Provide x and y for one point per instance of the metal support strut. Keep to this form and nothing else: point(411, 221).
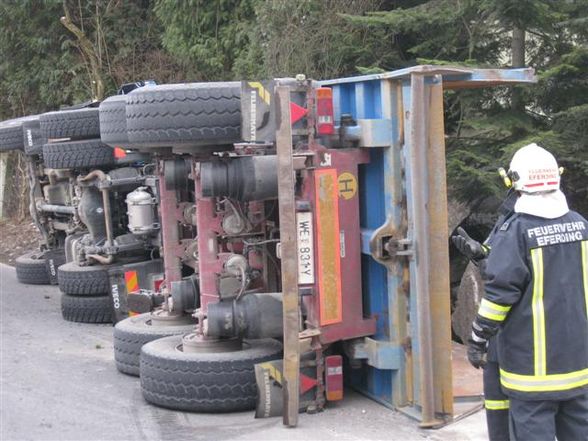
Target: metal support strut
point(289, 257)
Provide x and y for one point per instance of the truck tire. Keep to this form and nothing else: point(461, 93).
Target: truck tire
point(75, 124)
point(83, 280)
point(192, 114)
point(31, 269)
point(97, 309)
point(132, 333)
point(33, 140)
point(78, 154)
point(202, 382)
point(113, 122)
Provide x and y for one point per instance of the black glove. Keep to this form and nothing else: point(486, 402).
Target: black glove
point(469, 247)
point(477, 353)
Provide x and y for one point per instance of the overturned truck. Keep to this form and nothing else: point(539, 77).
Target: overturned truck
point(305, 241)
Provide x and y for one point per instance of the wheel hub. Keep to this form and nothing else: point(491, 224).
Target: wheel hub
point(165, 318)
point(194, 342)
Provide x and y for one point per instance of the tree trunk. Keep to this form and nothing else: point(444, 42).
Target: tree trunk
point(518, 60)
point(90, 53)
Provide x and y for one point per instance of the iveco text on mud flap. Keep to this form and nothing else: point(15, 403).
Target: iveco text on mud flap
point(133, 287)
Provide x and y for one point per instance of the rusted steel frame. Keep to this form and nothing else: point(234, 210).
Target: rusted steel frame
point(170, 234)
point(209, 263)
point(393, 109)
point(439, 283)
point(289, 259)
point(417, 158)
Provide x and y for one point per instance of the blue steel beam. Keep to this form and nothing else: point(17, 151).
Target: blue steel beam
point(385, 191)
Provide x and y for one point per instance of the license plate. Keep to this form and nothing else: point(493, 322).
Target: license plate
point(305, 248)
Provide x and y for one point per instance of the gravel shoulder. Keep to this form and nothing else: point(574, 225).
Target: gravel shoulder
point(58, 382)
point(17, 238)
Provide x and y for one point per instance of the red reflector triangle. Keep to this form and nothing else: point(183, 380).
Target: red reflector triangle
point(306, 383)
point(296, 112)
point(119, 153)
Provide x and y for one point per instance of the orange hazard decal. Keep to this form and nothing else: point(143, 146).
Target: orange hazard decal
point(347, 185)
point(328, 246)
point(131, 281)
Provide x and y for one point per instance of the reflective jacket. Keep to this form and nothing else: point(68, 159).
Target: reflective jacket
point(536, 294)
point(506, 211)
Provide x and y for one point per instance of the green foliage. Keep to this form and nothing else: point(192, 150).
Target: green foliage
point(42, 67)
point(207, 36)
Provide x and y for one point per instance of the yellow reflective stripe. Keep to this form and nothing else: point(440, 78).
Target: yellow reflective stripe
point(497, 404)
point(493, 311)
point(585, 270)
point(539, 348)
point(544, 383)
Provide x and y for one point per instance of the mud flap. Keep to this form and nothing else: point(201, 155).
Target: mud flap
point(269, 379)
point(53, 260)
point(133, 286)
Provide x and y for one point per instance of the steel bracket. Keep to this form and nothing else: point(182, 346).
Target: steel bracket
point(387, 244)
point(379, 354)
point(370, 132)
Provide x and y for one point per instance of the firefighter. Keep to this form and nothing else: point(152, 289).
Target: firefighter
point(536, 300)
point(495, 401)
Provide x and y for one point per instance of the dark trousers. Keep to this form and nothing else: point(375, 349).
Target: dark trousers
point(544, 420)
point(496, 404)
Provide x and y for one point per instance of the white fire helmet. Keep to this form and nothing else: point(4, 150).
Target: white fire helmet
point(534, 170)
point(535, 173)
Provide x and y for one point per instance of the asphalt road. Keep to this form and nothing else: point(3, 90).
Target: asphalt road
point(59, 382)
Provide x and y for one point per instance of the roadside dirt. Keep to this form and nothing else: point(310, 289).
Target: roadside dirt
point(17, 238)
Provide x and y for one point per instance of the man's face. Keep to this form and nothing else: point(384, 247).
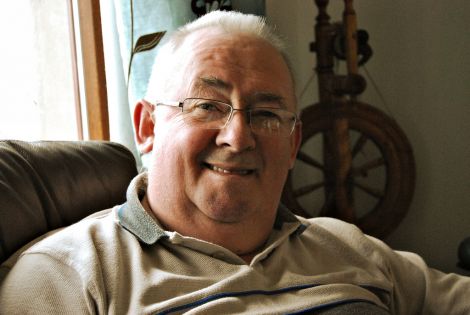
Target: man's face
point(230, 175)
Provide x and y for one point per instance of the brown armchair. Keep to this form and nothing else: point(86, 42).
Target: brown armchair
point(46, 185)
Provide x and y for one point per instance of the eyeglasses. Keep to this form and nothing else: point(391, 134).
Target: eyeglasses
point(212, 114)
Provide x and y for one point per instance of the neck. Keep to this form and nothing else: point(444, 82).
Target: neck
point(243, 239)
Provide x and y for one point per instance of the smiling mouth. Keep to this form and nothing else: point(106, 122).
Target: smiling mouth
point(229, 171)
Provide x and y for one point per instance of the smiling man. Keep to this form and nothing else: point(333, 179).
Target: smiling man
point(203, 231)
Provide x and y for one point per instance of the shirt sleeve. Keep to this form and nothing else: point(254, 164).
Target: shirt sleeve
point(40, 284)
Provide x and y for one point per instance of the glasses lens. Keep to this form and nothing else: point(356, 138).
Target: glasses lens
point(205, 113)
point(272, 121)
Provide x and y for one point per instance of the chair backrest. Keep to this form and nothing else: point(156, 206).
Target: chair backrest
point(45, 185)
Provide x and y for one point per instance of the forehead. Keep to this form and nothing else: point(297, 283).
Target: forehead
point(236, 65)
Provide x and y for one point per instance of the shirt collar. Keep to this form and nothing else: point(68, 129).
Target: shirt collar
point(134, 218)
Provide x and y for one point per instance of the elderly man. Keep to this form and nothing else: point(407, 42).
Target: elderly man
point(203, 230)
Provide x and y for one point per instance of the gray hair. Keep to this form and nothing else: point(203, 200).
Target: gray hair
point(230, 22)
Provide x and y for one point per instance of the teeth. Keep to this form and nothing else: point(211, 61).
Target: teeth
point(224, 171)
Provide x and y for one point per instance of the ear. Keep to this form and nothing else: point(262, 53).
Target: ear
point(295, 143)
point(144, 125)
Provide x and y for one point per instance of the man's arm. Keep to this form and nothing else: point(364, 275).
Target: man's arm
point(40, 284)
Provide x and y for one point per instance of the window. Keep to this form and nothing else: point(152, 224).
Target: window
point(41, 66)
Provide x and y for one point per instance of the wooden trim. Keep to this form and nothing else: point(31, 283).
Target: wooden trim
point(93, 69)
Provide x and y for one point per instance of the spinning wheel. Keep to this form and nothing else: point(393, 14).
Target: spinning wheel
point(355, 162)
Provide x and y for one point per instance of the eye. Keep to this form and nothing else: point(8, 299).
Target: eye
point(207, 106)
point(265, 114)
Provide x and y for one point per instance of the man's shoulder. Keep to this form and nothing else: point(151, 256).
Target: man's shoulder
point(79, 238)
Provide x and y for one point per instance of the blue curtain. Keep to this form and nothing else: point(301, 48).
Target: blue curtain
point(124, 22)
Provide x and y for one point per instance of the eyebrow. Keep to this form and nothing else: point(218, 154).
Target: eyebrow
point(222, 85)
point(213, 82)
point(269, 97)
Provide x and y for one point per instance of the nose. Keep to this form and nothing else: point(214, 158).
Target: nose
point(237, 134)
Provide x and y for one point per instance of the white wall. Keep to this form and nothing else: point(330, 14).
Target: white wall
point(421, 64)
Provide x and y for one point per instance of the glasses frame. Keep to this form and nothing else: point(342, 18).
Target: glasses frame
point(180, 104)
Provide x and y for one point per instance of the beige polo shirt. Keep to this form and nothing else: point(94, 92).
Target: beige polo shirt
point(121, 262)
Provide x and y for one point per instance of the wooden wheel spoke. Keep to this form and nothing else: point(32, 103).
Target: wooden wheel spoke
point(309, 160)
point(363, 169)
point(360, 143)
point(379, 194)
point(307, 189)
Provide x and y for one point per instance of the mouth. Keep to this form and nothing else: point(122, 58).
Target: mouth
point(229, 170)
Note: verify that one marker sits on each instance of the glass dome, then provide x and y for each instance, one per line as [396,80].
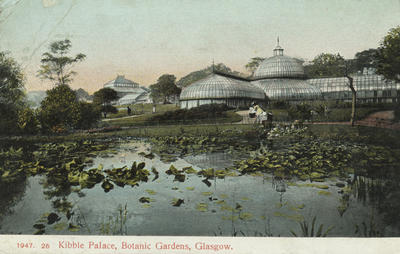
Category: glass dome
[279,66]
[288,89]
[216,86]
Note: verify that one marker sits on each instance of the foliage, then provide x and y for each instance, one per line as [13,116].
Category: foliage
[103,97]
[365,59]
[164,88]
[253,64]
[200,74]
[89,114]
[28,122]
[83,95]
[56,65]
[300,112]
[61,111]
[306,231]
[326,65]
[388,55]
[11,93]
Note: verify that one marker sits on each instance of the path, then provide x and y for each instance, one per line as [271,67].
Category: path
[117,118]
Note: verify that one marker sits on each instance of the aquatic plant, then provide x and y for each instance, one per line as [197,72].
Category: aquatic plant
[311,230]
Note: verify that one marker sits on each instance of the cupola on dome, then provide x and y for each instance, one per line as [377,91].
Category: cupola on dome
[279,66]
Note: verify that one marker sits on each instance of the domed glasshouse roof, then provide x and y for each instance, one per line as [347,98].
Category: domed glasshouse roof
[288,89]
[279,66]
[219,86]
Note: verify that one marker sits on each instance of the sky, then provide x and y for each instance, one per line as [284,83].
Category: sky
[146,39]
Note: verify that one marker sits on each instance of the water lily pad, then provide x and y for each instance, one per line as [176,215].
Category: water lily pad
[179,177]
[223,196]
[208,183]
[245,216]
[189,170]
[202,207]
[178,202]
[230,217]
[107,186]
[149,156]
[39,226]
[221,202]
[172,170]
[295,217]
[144,200]
[326,193]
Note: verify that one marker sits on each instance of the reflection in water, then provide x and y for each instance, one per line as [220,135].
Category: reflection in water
[58,205]
[279,185]
[11,193]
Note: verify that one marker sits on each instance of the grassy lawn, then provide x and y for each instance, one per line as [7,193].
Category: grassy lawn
[139,109]
[335,114]
[145,119]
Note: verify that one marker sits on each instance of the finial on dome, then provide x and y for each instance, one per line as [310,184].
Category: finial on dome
[278,51]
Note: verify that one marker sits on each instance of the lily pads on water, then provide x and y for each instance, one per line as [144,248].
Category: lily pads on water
[107,185]
[202,207]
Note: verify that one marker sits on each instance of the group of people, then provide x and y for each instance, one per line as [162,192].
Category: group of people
[255,111]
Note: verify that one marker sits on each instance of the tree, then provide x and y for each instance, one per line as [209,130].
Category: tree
[103,99]
[164,88]
[56,65]
[61,111]
[11,93]
[388,55]
[326,65]
[253,64]
[365,59]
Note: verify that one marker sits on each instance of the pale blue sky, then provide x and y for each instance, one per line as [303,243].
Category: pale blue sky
[145,39]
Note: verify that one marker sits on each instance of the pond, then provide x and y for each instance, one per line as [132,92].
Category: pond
[204,193]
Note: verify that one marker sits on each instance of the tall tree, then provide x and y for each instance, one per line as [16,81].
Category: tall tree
[365,59]
[326,65]
[11,92]
[164,88]
[388,55]
[103,98]
[56,65]
[253,64]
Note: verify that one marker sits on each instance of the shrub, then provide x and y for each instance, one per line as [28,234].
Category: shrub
[27,121]
[61,111]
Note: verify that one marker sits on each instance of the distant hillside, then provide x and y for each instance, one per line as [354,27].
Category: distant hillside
[34,98]
[197,75]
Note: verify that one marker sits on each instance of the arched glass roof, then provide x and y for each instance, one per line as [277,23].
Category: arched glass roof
[360,83]
[288,89]
[216,86]
[279,66]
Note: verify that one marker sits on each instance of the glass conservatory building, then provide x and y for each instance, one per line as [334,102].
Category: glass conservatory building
[370,88]
[128,91]
[282,78]
[220,88]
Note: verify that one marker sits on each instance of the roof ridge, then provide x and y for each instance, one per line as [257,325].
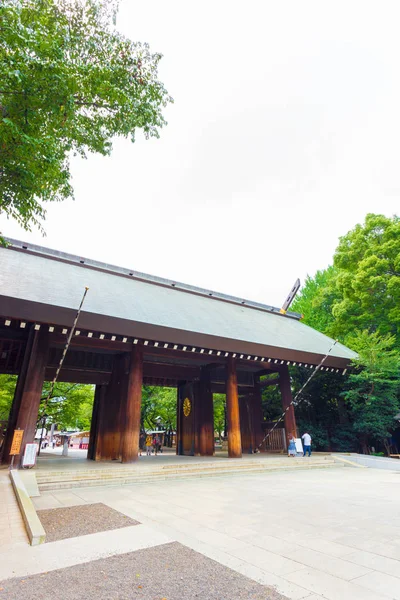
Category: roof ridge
[81,261]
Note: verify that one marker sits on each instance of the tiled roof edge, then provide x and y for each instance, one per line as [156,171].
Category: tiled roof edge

● WHAT TO PRODUCE
Lay out the listing as a Markdown table with the columns No. and Line, starting with the line containing "line as [16,81]." and going on through the last line of the listing. Give each line its own numbered row, and leave out blank lines and pictures.

● COMPLETE ANSWER
| No. | Line |
|---|---|
| 1 | Note: verify that one marker sits on each instance of the tall tree, then provide x and y for each instance, one per line as [16,81]. |
| 2 | Category: tall tree |
| 3 | [365,59] |
| 4 | [326,65] |
| 5 | [11,92] |
| 6 | [164,88] |
| 7 | [388,55] |
| 8 | [103,98] |
| 9 | [56,65] |
| 10 | [253,64] |
| 11 | Note: verify that one marker sits on each instance of the shrub, then provide x and y for each instance, one per line as [28,234]. |
| 12 | Category: shrub |
| 13 | [27,121] |
| 14 | [61,111] |
| 15 | Note: verify that one marker sits on each instance of the distant hillside, then provide x and y for each instance, one per line as [354,27]. |
| 16 | Category: distant hillside |
| 17 | [34,98] |
| 18 | [197,75] |
| 19 | Note: verify that one marker sits on each instance of the arched glass roof, then provide x and y for each instance, one per line as [277,23]. |
| 20 | Category: arched glass roof |
| 21 | [360,83] |
| 22 | [288,89] |
| 23 | [216,86] |
| 24 | [279,66] |
| 25 | Note: verify that one marker sits on each instance of the glass conservatory building, then provide x and y for each instance, one per line as [334,102]. |
| 26 | Category: glass conservatory building |
| 27 | [370,88] |
| 28 | [128,91] |
| 29 | [282,78] |
| 30 | [220,88] |
| 31 | Note: verify that one marker sits on each instance of the roof ridge, then provide x and y for each instance, one per line as [257,325]. |
| 32 | Category: roof ridge |
| 33 | [81,261] |
| 34 | Note: verify that one marker sits on each instance of the tiled roof edge, then provide x and y for each instance, one per line as [156,171]. |
| 35 | Category: tiled roof edge |